▶ _Extract to read_:
= Beginning of Section =

Wednesday, May 18, 2011

Veterans IT Program

Roger W. Baker, Assistant Secretary for Information and Technology and CIO for the Department of Veterans Affairs appeared before the House Committee on Veterans Affairs on May 11th, to discuss the Veterans Administration’s IT plans and actions.

According to Assistant Secretary Baker, the VA IT enterprise is a massive single, consolidated network with 152 hospitals, 791 CBOCs, and 57 benefits processing offices. With the $3.1 billion FY 2011 budget, the Office of Information and Technology (OI&T) manages a technology profile of over 314,000 desktop computers, 30,000 laptops, 18,000 blackberries and mobile devices, and 448,000 email accounts.

The VA has begun work on the Data Center Consolidation and on cloud computing. For example, the VA has a large-scale cloud program in the Post 9/11 GI Bill along with another program to address the development of the Veterans Benefits Management System in place to break the claims backlog.

Other initiatives include the Blue Button Program to allow veterans to download their personal health information from their My HealtheVet account, and the Pharmacy Reengineering program to replace existing pharmacy software modules.

In addition the VA has adapted a key component of the “Program Management Accountability System” (PMAS). Before the implementation of PMAS, approximately 283 development projects at VA met their milestone dates an estimated 30 percent of the time. Today the VA has 107 active development projects tracked in real-time through a project database and dashboard that meets the milestone dates approximately 75 percent of the time.

The Committee also heard that the VA has achieved full implementation of the medical device isolation architecture which is essential to mitigate security vulnerabilities in medical devices. The isolation architecture enables the VA to localize virus outbreaks in populations where it is very difficult to provide protection for medical devices. This is accomplished by using virtual local area networks and access control lists to enable the VA to identify threats and vulnerabilities plus quarantine them to prevent viruses from spreading across the VA network.

= End of Section =

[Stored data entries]
= Beginning of Section =

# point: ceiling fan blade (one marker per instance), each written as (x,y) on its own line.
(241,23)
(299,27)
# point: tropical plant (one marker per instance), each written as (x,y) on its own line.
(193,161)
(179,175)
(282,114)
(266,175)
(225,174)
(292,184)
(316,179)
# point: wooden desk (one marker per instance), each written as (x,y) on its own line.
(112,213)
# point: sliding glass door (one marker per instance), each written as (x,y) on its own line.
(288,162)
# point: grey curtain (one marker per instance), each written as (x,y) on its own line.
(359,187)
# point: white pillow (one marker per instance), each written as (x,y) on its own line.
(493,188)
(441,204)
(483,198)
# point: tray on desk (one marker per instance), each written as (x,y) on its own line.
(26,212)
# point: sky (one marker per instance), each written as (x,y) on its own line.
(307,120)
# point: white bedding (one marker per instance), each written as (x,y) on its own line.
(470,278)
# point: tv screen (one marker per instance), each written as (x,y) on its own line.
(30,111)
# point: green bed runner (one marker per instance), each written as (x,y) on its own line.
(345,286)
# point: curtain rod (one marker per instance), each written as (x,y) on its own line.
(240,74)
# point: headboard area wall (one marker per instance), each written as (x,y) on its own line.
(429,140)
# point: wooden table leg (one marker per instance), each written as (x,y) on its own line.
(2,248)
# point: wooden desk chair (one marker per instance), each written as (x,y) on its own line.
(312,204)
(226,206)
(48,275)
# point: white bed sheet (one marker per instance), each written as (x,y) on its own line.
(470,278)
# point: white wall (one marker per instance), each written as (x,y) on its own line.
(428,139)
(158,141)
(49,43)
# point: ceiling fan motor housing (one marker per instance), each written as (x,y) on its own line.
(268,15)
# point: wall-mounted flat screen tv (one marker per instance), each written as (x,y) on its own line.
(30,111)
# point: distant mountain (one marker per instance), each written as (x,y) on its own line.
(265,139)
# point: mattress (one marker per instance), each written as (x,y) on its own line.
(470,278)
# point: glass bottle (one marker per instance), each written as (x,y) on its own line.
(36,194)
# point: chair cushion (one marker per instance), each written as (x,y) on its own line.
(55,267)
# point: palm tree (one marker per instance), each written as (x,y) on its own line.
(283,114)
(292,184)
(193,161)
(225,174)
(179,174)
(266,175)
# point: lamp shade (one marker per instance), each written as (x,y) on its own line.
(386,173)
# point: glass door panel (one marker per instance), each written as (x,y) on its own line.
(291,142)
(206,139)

= End of Section =

▶ _What needs to be done_:
Answer these questions from the post on the Veterans IT Program:
(a) How many hospitals does the VA IT network include?
(b) What share of the time do the VA's active development projects now meet their milestone dates?
(c) What two tools does the medical device isolation architecture use?

▶ _Exercise result_:
(a) 152
(b) Approximately 75 percent
(c) Virtual local area networks and access control lists